··· DOCUMENT PASSAGE ···

On the all-important revenue side of the equation, Bezos’s Post has taken aggressive steps to erode Google and Facebook’s domination of the online advertising market. The Post led the movement away from Google’s accelerated mobile pages framework, which has been accused of discriminating against non-Google-served ads. And the Zeus Prime platform, which can be used with or without Arc, is specifically intended to challenge Google and Facebook by creating an alternative market of publishers where ads are easier to buy and target, and render more quickly.
But Amazon itself has become a major player in the ad market, taking in $31 billion in 2021 for placing ads in its own product listings and search results. That was more than a quarter of Facebook’s ad revenue that year and fully 15 percent of Google’s. Their business models are different: Facebook and Google divert advertisers away from traditional publishers; Amazon leverages the fact that so many sellers depend on it to get to market—basically extorting them to pay for advertising in order to be seen. But turning a duopoly into a triopoly, one of which is an extortionist, is hardly doing the news industry a favor.
With 2,000 sites globally, Arc is already taking advantage of network effects—enjoying benefits that would, ideally, redound to the entire industry, and making it that much more powerful. “The bigger the platform gets, the more useful feedback we get from our customers and the better the platform becomes,” Arc’s Matthew Monahan told a trade group.
The idea that journalism is a public good that we as a society should find some way to support and protect seems, at this point, like a no-brainer. And the future—if there is a future—is online.
Thus far, at least, there’s no evidence that Arc XP developers sift through their clients’ data to get a leg up. In fact, news customers who were apprehensive were assured that this would never happen. “That was a concern when we negotiated the deal,” The Dallas Morning News’s Orren said. “But it is very clear in our agreement with them that neither Arc nor Amazon have any access to our data for tracking or monetization; it’s expressly forbidden. They are not allowed to use that data for any purpose other than keeping us online.”
And yet, Bezos wouldn’t be who he is today without his exploitation of customer data, cutthroat approach to competition, and ruthless attitude toward suppliers and employees. “Look, he’s not abusing this power right now,” Meinrath, the Penn State professor, said. “But historically, you give away the software, you do something real nice for a while, everyone jumps on this platform. And then you start doing evil shit and everyone’s like, ‘Well, crap, we can’t leave it?’ That’s the business model. It’s not screwing you from day one. It’s getting you fully bought in and unable to escape and then screwing you. And that could be via pricing models, that can be via data extraction—any huge array of different things.”

··· MATERIAL ···

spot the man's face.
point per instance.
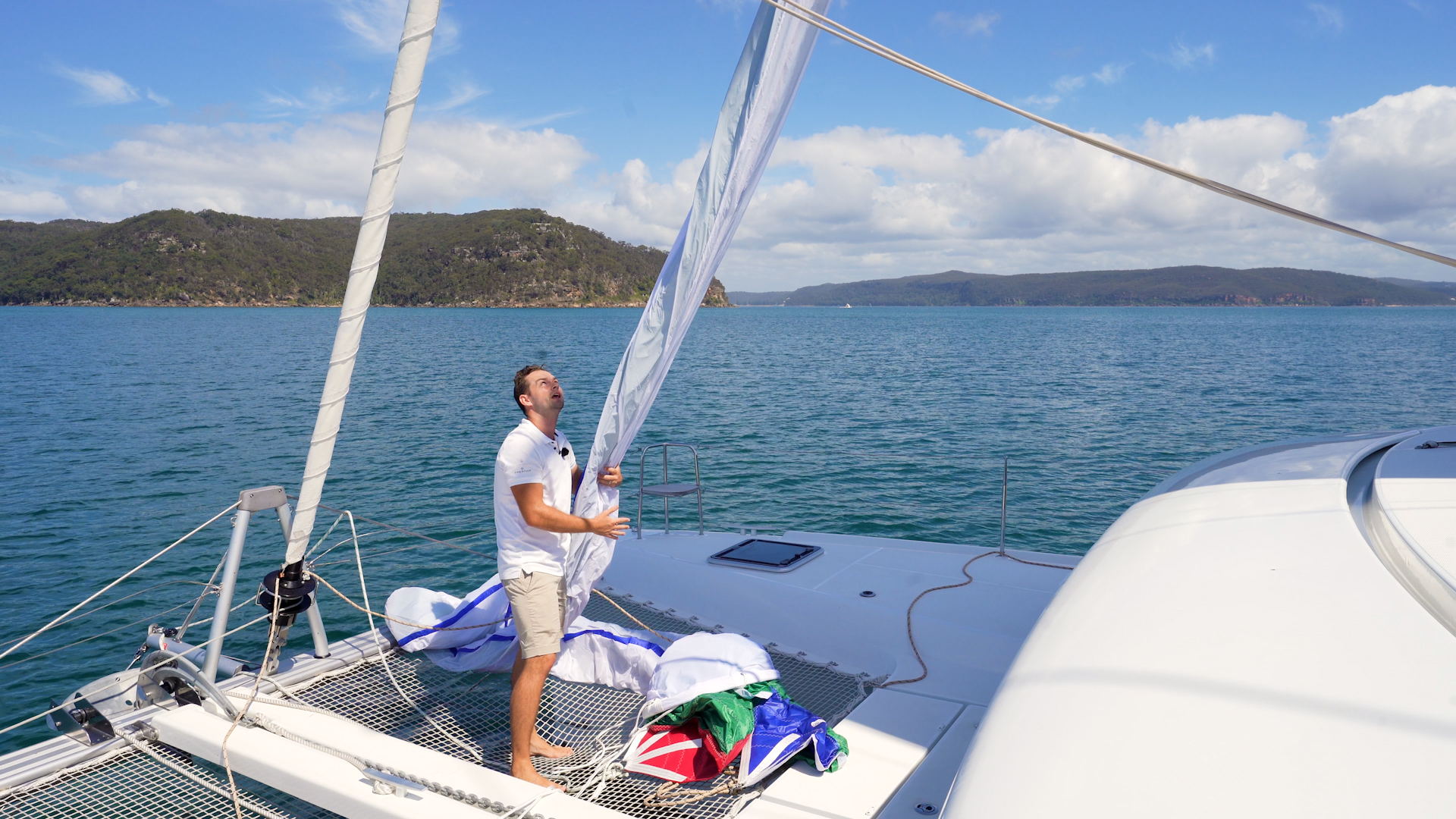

···

According to the passage on the Post's Arc platform, how much did Amazon take in from placing ads in 2021?

$31 billion.